◆ Qué hacer ◆
Copia el pasaje del relato sobre la entrevista que empieza con las palabras "Me la voy a" y termina después de "puede. Y ni pex.", pero cambia "campus" por "edificio".

◆ Sección del documento ◆
-=-=-=-=-

—Nos dio curiosidad tu perfil, pero tú eres escritor —dijo la mamoncísima presidenta del sínodo. Acto seguido, ella y sus lacayos me batearon de la maestría en cine documental (con justa razón). Le conté eso al otro sínodo, el de la maestría en literatura mexicana contemporánea quien, a su vez, intentó pelusearme con su pinche sonrisita mientras miraba mi cv sentado jotamente al filo del escritorio de la salita de juntas donde estábamos. 

—¿Qué me puedes decir del “Dinosaurio” de Monterroso? —preguntó de pronto. Procuré hablarle de la anécdota en la que el autor guatemalteco decía que/

—No te desvíes. Dímelo como si fuera tu taller… 

Me la voy a sacar, perro, y te la vas a comer entera, quise decirle, pero mejor exploré la posibilidad de que aquel relato en realidad se trataba de una historia de ciencia ficción. Noté su asombro en el rostro, pero lo disimuló sonriendo, socarrón. La entrevista culminó tras quince minutos. 

—Cierra por fuera —ordenó mientras me ponía de pie y avanzaba hacia la puerta. No había nadie más ahí. Salí del campus pensando en qué haría si no me aceptaban. Seguiré con el taller, qué pregunta tan pendeja, me dije. Debería tratarme con más cariño, me dije después. Luego pensé en sus orígenes. Y por lo tanto de mi proyecto de maestría: básicamente un manual de escritura para principiantes. He pensado que, de haberlo desarrollado antes de haber escrito –y publicado– cualquier cosa, mis novelas –al menos– habrían tenido mejores finales… pero uno trabaja con lo que tiene. Con lo que puede. Y ni pex.

-=-=-=-=-

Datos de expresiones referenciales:
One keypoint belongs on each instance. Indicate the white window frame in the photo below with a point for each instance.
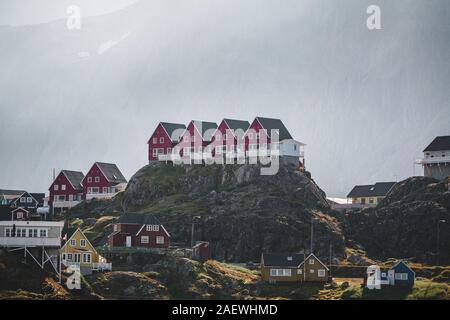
(145, 240)
(87, 258)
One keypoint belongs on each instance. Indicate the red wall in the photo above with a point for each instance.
(256, 126)
(158, 133)
(60, 180)
(152, 238)
(119, 240)
(95, 172)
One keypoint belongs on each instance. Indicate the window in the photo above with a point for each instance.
(86, 258)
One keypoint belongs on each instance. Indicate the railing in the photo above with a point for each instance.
(29, 242)
(110, 195)
(433, 160)
(65, 204)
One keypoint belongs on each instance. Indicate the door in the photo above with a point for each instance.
(391, 275)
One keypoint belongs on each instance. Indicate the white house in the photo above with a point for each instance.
(436, 158)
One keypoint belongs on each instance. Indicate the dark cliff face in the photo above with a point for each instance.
(405, 223)
(239, 211)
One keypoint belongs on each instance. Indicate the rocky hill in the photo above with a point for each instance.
(405, 223)
(241, 212)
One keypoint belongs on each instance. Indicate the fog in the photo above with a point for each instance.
(366, 102)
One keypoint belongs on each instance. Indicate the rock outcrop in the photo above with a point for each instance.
(405, 223)
(241, 212)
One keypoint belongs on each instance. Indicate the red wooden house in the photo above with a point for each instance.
(165, 137)
(227, 136)
(103, 180)
(196, 137)
(139, 230)
(66, 190)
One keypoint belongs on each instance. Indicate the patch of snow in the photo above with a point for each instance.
(105, 46)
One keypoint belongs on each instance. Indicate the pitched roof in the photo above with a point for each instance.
(439, 144)
(74, 177)
(39, 197)
(111, 172)
(5, 213)
(377, 190)
(170, 129)
(275, 124)
(11, 194)
(282, 259)
(237, 124)
(203, 126)
(138, 218)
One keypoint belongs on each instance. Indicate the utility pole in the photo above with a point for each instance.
(193, 230)
(437, 242)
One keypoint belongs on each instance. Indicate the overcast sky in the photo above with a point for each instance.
(366, 102)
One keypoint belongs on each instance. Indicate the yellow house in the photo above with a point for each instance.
(78, 250)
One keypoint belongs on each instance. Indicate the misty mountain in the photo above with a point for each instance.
(365, 102)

-=-=-=-=-

◆ Espacio de respuesta ◆
Me la voy a sacar, perro, y te la vas a comer entera, quise decirle, pero mejor exploré la posibilidad de que aquel relato en realidad se trataba de una historia de ciencia ficción. Noté su asombro en el rostro, pero lo disimuló sonriendo, socarrón. La entrevista culminó tras quince minutos. 

—Cierra por fuera —ordenó mientras me ponía de pie y avanzaba hacia la puerta. No había nadie más ahí. Salí del edificio pensando en qué haría si no me aceptaban. Seguiré con el taller, qué pregunta tan pendeja, me dije. Debería tratarme con más cariño, me dije después. Luego pensé en sus orígenes. Y por lo tanto de mi proyecto de maestría: básicamente un manual de escritura para principiantes. He pensado que, de haberlo desarrollado antes de haber escrito –y publicado– cualquier cosa, mis novelas –al menos– habrían tenido mejores finales… pero uno trabaja con lo que tiene. Con lo que puede. Y ni pex.